begin SOURCE EXTRACT

MICHEL, Chief Judge.

Defendants-Appellants the United States and the Viraj Group (“Viraj”) appeal from a final decision of the United States Court of International Trade sustaining the final determination of anti-dumping duties by the Department of Commerce (“Commerce”) against Viraj. Carpenter Tech. Corp. v. United States, No. 02-00448, 2006 WL 1876653 (Ct. Int’l Trade July 7, 2006) (“Carpenter II”). Commerce filed that determination, under protest, to comply with the Court of International Trade’s earlier decision remanding to Commerce and holding that Commerce’s original decision to treat as a single entity, or “collapse,” three companies within the Viraj Group for the purpose of calculating anti-dumping duties was not supported by substantial evidence. Carpenter Tech. Corp. v. United States, 344 F.Supp.2d 750 (Ct. Int’l Trade 2004) (“Carpenter I”). By filing this appeal, Commerce challenges this earlier decision and seeks to have its original determination reinstated. 1 Because we think it is clear that Commerce’s original decision was supported by substantial evidence, we reverse.

I. BACKGROUND

Commerce issued an anti-dumping order against stainless steel wire rods (“SSWR”) from India in 1993. Viraj is a group of Indian companies that produce steel products, some producing SSWR. The three Viraj entities at issue in this case are Viraj Alloys, Ltd. (“VAL”), Viraj Forgings, Ltd. (“VFL”), and Viraj Impoexpo, Ltd. (“VIL”). As Commerce recognized, all three companies are run by the same two *1372 directors, and these directors and their relatives are the principal stockholders. Stainless Steel Wire Rod From India; Preliminary Results of Antidumping Duty Administrative Review, 67 Fed.Reg. 865, 866 (Jan. 8, 2002) (“Preliminary Results”).

end SOURCE EXTRACT
begin PROVIDED MATERIAL

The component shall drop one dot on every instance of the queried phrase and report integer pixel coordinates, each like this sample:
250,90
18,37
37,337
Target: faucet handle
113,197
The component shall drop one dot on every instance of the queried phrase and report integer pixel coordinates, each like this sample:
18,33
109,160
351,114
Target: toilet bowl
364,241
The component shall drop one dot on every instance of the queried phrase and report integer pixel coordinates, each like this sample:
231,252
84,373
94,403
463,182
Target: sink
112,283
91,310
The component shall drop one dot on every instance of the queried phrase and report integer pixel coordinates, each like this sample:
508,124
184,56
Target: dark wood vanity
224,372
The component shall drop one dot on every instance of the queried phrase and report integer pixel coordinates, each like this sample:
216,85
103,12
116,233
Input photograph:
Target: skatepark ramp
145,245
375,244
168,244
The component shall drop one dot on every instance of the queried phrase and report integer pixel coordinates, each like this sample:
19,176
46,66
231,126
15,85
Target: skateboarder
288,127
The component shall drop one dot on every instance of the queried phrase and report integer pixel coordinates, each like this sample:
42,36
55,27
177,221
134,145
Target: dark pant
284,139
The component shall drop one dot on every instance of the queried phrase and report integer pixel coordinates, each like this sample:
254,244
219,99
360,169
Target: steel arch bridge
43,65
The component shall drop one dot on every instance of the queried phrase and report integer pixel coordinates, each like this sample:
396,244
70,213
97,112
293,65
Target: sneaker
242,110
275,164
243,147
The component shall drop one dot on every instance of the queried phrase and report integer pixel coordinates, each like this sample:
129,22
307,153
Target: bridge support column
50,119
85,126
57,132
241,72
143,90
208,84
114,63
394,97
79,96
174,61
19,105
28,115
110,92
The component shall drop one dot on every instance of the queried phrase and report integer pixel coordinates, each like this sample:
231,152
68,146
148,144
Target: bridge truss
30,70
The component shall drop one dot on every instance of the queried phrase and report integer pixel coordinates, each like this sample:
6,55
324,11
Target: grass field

end PROVIDED MATERIAL

EXERCISE OBJECTIVE: From the anti-dumping appeal passage, list every Viraj Group company it names as at issue in the case, with the short form it gives each one.

REPLY:
- Viraj Alloys, Ltd. ("VAL")
- Viraj Forgings, Ltd. ("VFL")
- Viraj Impoexpo, Ltd. ("VIL")